▶ [Instructions for the task]:
Every line from the one containing "Target: reflection on water" to the end of the data below should be copied exactly, but pictures should not.

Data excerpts
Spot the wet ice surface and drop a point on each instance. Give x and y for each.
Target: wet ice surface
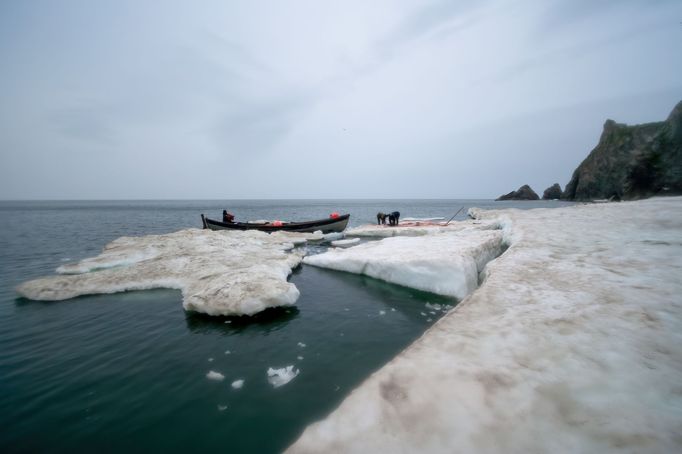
(442, 260)
(219, 273)
(280, 377)
(572, 344)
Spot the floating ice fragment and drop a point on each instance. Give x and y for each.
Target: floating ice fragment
(219, 273)
(346, 243)
(213, 375)
(280, 377)
(442, 262)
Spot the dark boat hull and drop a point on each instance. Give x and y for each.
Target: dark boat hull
(325, 225)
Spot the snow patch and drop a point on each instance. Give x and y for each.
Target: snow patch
(346, 243)
(572, 344)
(446, 263)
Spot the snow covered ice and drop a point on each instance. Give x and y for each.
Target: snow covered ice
(280, 377)
(216, 376)
(443, 261)
(573, 343)
(219, 273)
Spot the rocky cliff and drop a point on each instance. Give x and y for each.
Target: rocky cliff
(632, 162)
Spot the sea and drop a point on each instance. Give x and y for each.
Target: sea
(128, 371)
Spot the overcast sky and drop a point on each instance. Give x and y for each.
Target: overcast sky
(313, 99)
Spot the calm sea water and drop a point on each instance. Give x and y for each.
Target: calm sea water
(119, 372)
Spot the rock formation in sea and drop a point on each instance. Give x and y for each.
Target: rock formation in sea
(632, 162)
(523, 193)
(552, 192)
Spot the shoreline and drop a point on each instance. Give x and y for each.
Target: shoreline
(570, 344)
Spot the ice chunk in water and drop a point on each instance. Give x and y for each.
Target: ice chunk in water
(280, 377)
(346, 243)
(219, 273)
(446, 263)
(213, 375)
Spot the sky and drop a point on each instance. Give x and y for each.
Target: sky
(321, 99)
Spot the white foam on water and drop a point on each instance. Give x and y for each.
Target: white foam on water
(280, 377)
(219, 273)
(346, 243)
(216, 376)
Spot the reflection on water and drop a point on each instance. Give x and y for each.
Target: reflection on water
(128, 371)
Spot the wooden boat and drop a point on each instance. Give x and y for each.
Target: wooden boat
(331, 224)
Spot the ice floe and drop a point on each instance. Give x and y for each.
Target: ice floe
(280, 377)
(219, 273)
(346, 243)
(571, 344)
(443, 262)
(213, 375)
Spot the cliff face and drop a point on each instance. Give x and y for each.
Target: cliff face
(632, 162)
(523, 193)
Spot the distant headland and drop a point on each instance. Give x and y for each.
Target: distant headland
(628, 163)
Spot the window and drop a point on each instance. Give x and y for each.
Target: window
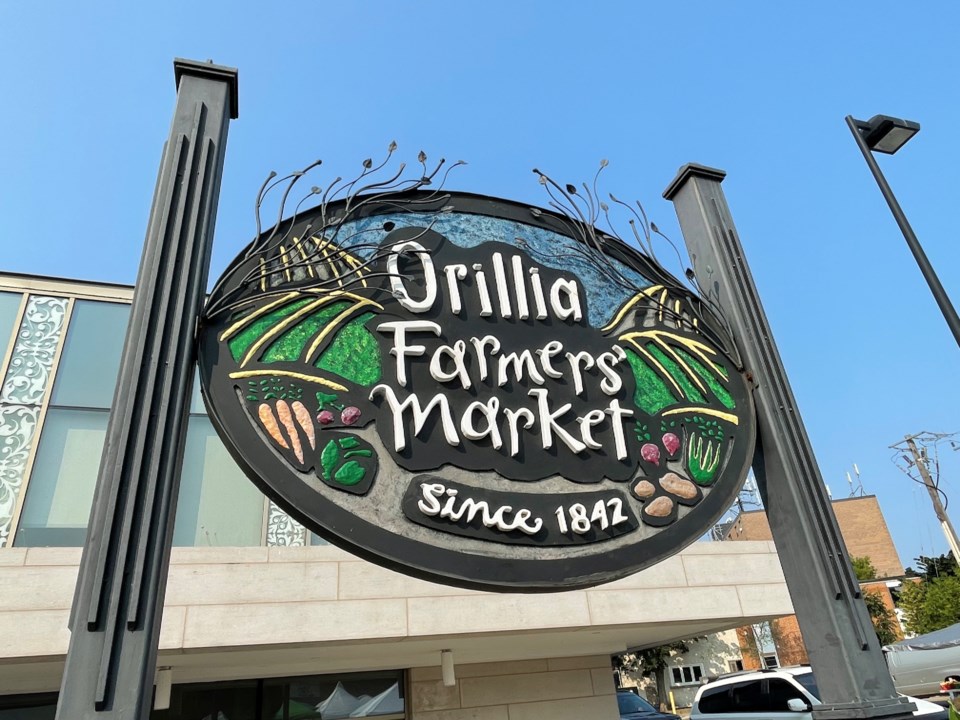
(331, 697)
(687, 674)
(9, 307)
(354, 695)
(745, 696)
(56, 508)
(57, 505)
(217, 506)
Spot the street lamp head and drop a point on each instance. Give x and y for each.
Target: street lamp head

▶ [Result]:
Target: reflection on water
(128, 371)
Spot the wooden boat and drop a point on each instance. Give x and y for each.
Target: wooden boat
(331, 224)
Spot the ice floe and drop a point on each instance. Give x and y for each.
Target: ice floe
(280, 377)
(219, 273)
(346, 243)
(571, 344)
(443, 262)
(213, 375)
Spot the cliff face and drop a point on each instance. Give x and y for each.
Target: cliff face
(632, 162)
(523, 193)
Spot the distant headland and drop a point on each instance. Give x and y for each.
Target: distant headland
(628, 163)
Spot the window and drop a point on each instance. Give x and y for each.
Target: window
(331, 697)
(687, 674)
(9, 307)
(354, 695)
(745, 696)
(56, 508)
(57, 505)
(217, 506)
Spot the street lamp head and drop a point on each instance. Give x and y for each.
Target: street lamp head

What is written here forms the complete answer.